■ WHAT YOU WILL DO
Summarize the passage about Carter and Parker in three sentences.

■ READING TEXT
Carter says she hopes that watching her try to get around on crutches — her femur was shattered by a bullet — and the sight of Parker's raw grief surrounding the death of her younger cousin, Akyra Murray, will force their doubters to admit they were wrong.

But Carter also learned a lot while dealing with this tragedy and has words of advice for any going through a difficult time of their own. She tells Bustle:

"I would definitely tell them — and this is something I learned about myself — I can hide or really separate myself from people when I'm hurting or when I'm going through something. But for a situation like this, it's very, very, very important to be around people who understand your pain and people who are there to support you, love you, care about you. Don't feel like you can't talk to anybody. Don't feel like you have to be in a corner by yourself, because people do want to help you, especially your family. Take advantage of being around those people to give you that light that you need instead of being by yourself."

Moving on has been difficult for the two young women, especially since the authorities would not reveal Murray's official cause of death — even to her immediate family — until the entire investigation had been complete. In this regard, True Life ends with a frustrating lack of closure, as Murray's fate remains a mystery when the episode ends. Now Parker reveals that since filming the episode, they have finally learned how her cousin died — in addition to being shot in the arm, which her family was aware of, Murray sustained additional gunshot wounds, including a fatal gunshot to her neck. But receiving this information came as a mixed blessing. "It did give me closure, but it didn’t give me the peace I was looking for," she says. "There are still things I want to figure out."

Ultimately, Carter just wants people to understand what they went through on that horrible night two months ago. "After seeing this [episode] and the raw reality of it, hopefully people just become more compassionate. I hope that if they said anything horrible, they would apologize. I would feel vindicated. We don't have anything to prove," she clarifies. "It's just about living in our truth — and I hope people just understand what the truth is after the episode airs."

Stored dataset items
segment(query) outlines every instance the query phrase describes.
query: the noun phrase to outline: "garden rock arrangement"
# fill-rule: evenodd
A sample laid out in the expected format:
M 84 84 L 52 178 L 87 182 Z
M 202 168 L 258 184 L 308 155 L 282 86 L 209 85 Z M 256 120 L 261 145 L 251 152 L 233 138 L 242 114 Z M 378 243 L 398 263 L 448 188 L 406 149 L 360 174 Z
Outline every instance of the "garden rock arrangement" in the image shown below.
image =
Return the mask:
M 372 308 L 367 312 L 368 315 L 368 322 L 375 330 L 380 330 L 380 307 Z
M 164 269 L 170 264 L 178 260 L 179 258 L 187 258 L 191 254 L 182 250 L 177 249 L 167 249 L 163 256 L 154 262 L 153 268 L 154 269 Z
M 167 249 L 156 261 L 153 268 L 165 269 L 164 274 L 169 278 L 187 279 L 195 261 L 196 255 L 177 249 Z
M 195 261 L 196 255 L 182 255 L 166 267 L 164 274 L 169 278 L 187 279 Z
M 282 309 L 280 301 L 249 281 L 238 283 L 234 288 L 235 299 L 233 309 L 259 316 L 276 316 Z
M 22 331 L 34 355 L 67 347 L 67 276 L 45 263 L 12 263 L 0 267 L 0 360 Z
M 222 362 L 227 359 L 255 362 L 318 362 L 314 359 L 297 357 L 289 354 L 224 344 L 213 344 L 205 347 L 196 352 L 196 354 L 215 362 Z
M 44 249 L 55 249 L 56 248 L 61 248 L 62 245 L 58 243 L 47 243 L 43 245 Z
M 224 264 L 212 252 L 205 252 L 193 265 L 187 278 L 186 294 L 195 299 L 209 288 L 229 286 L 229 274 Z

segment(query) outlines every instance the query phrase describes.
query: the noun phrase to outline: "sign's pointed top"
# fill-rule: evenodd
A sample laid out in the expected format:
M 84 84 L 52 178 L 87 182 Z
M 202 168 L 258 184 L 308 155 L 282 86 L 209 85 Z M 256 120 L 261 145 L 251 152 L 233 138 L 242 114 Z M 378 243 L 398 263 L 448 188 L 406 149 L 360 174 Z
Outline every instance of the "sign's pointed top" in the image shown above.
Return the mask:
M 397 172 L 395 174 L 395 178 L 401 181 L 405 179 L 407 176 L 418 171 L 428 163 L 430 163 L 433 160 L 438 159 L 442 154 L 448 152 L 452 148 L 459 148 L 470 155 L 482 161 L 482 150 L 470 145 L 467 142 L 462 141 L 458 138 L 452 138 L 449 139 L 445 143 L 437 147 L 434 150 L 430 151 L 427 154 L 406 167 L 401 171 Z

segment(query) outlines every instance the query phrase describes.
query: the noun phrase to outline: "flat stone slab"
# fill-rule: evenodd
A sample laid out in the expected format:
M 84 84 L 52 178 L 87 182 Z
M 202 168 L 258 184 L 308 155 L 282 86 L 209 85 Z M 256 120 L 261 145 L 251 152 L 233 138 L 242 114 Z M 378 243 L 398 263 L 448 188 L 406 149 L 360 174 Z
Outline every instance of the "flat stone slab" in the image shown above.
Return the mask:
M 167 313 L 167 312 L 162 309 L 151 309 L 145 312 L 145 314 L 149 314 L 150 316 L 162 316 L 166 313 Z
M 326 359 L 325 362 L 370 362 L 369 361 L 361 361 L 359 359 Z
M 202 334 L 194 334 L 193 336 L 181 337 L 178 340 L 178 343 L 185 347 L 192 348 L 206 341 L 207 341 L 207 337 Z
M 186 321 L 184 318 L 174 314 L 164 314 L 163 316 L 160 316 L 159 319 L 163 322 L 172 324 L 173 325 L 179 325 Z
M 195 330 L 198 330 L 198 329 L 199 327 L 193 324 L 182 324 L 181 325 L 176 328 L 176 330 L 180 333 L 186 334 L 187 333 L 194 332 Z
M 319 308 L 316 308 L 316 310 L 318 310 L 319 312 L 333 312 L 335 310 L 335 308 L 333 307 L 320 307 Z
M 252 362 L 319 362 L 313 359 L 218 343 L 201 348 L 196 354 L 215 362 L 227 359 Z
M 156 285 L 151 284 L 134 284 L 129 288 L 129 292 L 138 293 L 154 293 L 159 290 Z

■ SOLUTION FOR THIS TASK
Carter hopes that seeing her on crutches after a bullet shattered her femur, along with Parker's grief over the death of her cousin Akyra Murray, will make their doubters admit they were wrong and become more compassionate. She advises anyone going through a hard time to stay around people who understand and support them instead of isolating. The True Life episode ends without revealing how Murray died, but Parker has since learned that Murray suffered several gunshot wounds, including a fatal one to the neck, which gave her closure but not peace.